#### [WORK TO COMPLETE]
Pick out and copy every line of the data below that contains the string "phrase". Case counts when matching.

#### [INPUT DATA]
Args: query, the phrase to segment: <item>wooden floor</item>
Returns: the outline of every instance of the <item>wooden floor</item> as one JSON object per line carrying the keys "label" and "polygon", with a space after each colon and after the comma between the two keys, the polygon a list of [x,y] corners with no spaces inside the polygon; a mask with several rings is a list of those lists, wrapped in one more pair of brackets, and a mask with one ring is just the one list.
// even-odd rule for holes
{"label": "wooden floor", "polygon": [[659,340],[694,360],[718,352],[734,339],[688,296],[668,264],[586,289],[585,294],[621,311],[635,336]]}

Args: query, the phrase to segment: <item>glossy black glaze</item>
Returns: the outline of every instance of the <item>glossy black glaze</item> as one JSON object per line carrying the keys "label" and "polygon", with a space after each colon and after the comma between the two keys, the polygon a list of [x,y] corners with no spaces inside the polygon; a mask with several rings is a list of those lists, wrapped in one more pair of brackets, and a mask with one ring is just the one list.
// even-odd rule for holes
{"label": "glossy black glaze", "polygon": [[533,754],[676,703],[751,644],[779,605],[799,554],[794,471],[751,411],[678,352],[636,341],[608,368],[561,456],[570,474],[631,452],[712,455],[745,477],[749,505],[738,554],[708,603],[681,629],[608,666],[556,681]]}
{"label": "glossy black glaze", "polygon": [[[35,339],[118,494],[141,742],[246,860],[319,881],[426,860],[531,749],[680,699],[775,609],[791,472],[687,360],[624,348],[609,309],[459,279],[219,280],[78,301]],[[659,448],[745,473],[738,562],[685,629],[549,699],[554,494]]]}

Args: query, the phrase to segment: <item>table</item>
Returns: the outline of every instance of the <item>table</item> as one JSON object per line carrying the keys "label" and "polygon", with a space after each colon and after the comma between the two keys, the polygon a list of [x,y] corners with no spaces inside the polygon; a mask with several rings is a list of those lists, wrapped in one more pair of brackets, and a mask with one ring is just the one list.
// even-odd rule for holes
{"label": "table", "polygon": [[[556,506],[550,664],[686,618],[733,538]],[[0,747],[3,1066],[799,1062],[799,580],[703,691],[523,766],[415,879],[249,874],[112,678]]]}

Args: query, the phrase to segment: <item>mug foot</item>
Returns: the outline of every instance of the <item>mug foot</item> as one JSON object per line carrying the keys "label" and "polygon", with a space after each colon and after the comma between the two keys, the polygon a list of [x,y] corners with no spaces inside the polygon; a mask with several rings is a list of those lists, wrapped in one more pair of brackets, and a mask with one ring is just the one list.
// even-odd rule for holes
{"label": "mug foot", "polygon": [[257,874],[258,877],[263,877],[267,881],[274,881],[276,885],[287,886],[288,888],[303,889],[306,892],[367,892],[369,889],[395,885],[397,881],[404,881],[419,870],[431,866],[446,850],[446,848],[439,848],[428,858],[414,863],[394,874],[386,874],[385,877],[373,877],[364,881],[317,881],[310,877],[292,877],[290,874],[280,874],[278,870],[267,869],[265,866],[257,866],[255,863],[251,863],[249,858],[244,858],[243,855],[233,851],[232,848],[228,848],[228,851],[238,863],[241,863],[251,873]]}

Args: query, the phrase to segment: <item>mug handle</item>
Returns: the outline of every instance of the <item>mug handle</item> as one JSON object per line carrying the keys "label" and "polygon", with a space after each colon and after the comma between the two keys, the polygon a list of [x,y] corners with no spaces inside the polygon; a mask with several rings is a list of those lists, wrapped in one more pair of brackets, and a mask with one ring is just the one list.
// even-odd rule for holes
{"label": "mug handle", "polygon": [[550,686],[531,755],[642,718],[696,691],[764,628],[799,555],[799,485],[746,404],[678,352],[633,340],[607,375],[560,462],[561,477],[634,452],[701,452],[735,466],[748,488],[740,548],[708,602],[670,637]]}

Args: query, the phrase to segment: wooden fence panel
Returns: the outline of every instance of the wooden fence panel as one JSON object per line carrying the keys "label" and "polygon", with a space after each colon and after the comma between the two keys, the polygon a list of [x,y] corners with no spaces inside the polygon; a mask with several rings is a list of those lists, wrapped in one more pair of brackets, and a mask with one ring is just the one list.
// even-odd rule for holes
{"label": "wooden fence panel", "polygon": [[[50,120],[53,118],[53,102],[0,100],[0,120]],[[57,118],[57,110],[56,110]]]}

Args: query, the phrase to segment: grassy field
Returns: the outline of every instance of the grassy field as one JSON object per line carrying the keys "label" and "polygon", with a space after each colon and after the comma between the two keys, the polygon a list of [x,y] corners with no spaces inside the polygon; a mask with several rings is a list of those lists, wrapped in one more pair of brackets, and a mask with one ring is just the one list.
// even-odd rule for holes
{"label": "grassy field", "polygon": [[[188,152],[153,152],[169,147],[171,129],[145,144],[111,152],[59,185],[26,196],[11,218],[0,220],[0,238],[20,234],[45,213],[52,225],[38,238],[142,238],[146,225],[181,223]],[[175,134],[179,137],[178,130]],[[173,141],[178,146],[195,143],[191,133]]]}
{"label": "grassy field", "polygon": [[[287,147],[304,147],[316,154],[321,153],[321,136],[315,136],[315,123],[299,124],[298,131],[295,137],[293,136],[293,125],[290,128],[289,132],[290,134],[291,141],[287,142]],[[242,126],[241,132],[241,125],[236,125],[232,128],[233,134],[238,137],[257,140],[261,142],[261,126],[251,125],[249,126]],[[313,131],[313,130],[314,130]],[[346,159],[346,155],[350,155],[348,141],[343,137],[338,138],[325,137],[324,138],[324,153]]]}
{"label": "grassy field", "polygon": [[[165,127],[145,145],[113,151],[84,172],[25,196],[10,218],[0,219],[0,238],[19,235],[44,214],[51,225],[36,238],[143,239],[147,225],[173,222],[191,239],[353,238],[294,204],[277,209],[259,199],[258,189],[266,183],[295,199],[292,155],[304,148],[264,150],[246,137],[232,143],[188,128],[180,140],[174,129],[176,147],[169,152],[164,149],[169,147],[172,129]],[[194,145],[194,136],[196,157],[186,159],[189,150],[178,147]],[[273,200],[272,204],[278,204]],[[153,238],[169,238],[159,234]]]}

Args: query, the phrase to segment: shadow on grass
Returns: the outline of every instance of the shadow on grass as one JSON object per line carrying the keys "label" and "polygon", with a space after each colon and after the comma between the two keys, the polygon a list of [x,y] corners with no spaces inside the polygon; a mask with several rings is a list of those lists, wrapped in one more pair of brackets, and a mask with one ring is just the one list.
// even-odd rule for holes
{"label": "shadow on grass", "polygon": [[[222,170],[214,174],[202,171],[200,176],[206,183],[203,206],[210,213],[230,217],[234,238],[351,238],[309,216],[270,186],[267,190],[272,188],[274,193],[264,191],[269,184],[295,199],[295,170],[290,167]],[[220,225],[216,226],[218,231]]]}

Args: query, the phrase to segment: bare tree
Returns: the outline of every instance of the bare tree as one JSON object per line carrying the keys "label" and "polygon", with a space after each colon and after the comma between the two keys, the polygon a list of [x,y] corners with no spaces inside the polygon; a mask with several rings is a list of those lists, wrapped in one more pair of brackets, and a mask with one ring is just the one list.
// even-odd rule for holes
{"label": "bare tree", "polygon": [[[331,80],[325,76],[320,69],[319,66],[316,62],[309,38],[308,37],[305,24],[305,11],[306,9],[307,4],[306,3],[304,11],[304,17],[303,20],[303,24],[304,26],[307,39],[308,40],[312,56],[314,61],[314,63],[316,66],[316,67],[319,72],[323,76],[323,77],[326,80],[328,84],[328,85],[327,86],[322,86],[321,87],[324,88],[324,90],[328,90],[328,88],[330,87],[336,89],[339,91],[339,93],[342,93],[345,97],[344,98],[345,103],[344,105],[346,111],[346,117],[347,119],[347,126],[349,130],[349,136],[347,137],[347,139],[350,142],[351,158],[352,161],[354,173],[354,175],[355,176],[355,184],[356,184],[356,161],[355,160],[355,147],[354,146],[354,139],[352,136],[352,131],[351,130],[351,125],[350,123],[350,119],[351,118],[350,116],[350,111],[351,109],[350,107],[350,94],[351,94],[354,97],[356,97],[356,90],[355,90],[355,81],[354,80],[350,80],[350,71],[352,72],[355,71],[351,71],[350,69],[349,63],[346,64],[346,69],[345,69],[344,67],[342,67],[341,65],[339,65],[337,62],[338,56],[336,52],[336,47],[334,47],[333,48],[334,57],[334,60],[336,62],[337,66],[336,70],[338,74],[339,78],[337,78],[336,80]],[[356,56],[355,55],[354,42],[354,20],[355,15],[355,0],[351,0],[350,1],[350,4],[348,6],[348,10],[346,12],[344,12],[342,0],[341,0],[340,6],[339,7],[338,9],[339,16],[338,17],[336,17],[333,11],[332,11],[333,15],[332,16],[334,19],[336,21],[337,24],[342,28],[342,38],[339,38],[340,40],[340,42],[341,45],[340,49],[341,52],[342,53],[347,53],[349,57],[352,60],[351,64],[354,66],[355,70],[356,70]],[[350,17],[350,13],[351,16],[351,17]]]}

#### [ANSWER TO THIS EXERCISE]
Args: query, the phrase to segment: <item>wooden floor</item>
Args: query, the phrase to segment: <item>glossy black glaze</item>
Args: query, the phrase to segment: <item>table</item>
Args: query, the phrase to segment: <item>mug foot</item>
Args: query, the phrase to segment: <item>mug handle</item>
Args: query, the phrase to segment: wooden fence panel
Args: query, the phrase to segment: grassy field
Args: query, the phrase to segment: shadow on grass
Args: query, the phrase to segment: bare tree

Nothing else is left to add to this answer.